(CHALLENGE): Set down all of the data that follows word for word, without the images.

(Point labeling examples):
++++++
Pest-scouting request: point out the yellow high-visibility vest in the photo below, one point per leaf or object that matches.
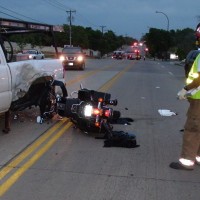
(194, 74)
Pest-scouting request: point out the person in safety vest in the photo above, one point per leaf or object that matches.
(190, 154)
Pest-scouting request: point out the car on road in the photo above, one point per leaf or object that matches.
(73, 58)
(191, 56)
(34, 54)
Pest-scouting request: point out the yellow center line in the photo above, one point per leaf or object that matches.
(10, 181)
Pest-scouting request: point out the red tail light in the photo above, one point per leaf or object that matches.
(107, 113)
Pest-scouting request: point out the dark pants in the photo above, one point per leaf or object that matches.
(191, 136)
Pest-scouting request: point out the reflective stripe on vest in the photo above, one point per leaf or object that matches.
(192, 75)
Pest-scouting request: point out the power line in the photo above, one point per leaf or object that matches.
(17, 14)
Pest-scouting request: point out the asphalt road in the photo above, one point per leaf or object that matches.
(54, 161)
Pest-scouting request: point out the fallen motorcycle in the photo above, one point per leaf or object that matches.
(91, 112)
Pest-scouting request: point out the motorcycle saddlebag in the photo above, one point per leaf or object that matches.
(64, 106)
(92, 95)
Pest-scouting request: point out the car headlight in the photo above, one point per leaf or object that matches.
(80, 58)
(62, 58)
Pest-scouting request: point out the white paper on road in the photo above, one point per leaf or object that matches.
(165, 112)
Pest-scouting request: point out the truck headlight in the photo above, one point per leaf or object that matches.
(80, 58)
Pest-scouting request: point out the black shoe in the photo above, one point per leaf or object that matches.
(177, 165)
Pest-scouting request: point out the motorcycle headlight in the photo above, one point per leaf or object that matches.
(80, 58)
(88, 111)
(62, 58)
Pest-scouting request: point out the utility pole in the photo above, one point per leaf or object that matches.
(70, 25)
(102, 27)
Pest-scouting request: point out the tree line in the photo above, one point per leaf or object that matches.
(159, 42)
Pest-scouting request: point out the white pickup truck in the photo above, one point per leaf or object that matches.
(26, 83)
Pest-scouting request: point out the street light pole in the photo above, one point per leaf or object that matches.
(166, 17)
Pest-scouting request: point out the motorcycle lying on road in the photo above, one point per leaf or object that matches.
(91, 112)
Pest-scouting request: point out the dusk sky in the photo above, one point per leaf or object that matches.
(128, 18)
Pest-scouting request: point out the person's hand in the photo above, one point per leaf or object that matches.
(182, 94)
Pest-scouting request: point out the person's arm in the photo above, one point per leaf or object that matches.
++++++
(TASK OUTPUT):
Pest-scouting request: point out the yellow high-visibility vest in the photo below, one point per leaf or object that matches.
(194, 74)
Pest-scouting request: point out the person in safety vest in the photo above, one point per leaf or object that matches.
(190, 154)
Pest-scouting request: point out the car on road in the photo above, one point per leaf or object that matches.
(73, 58)
(191, 56)
(34, 54)
Pest-scouting request: point out the yellow center line in the photo above, one point per leaf or object that matches.
(10, 181)
Pest-scouting request: point out the red tail light in the photo above, one point per leaf or object that matches.
(107, 113)
Pest-scouting request: point out the dark pants in the photo above, one point per leaf or object that matches.
(191, 136)
Pest-scouting request: point out the reflective stripe on vest in the photo above, one point per leaf or object that matches.
(192, 75)
Pest-scouting request: point out the power line in the photo above, one point per leaf or object that matches.
(17, 14)
Pest-scouting request: point out the asphalt road in the photo above, one point per leaf or object that matches.
(54, 161)
Pest-scouting request: point out the fallen motorcycle in the photo above, one point per leaf or object that matches.
(91, 112)
Pest-scouting request: point out the motorcycle saddlebag in the photo above, one point per leaf or object that matches.
(64, 106)
(92, 95)
Pest-scouting request: point out the car headlight in the photo above, one point per leaf or object that matches.
(80, 58)
(62, 58)
Pest-scouting request: point out the white paper on road in the photo above, one point per leaf or object that matches.
(165, 112)
Pest-scouting request: point out the truck headlight in the photo above, one point per leaf or object that matches.
(80, 58)
Pest-scouting request: point out the black shoe in the photo above, one point per leaf or object that matches.
(177, 165)
Pest-scouting request: point out the motorcycle headlight in the photo above, one point per leaf or object that matches.
(80, 58)
(88, 111)
(62, 58)
Pest-scouting request: point out the utility pole in the photo above, one point per leaf or object that matches.
(70, 25)
(102, 27)
Pest-scouting request: point out the tree line in the photo above, one point per leaf or object that matches.
(159, 42)
Pest-scouting request: point out the white pickup truck in the photo above, one point per leaf or object that matches.
(26, 83)
Pest-scouting request: point out the street light pole in the photo above, one point per leaf or object that matches.
(166, 17)
Pest-scouting request: point out the motorcycle lying on road in the photo above, one point per leaf or object that matches.
(91, 112)
Pest-scouting request: point out the dusk sky in the photo above, one point per leaf or object that matches.
(128, 18)
Pest-scouting request: point out the person's hand in the photo above, one point per leaf or object that matches.
(182, 94)
Pest-scouting request: point out the person's arm in the photo above, one point per leaf or object that matches.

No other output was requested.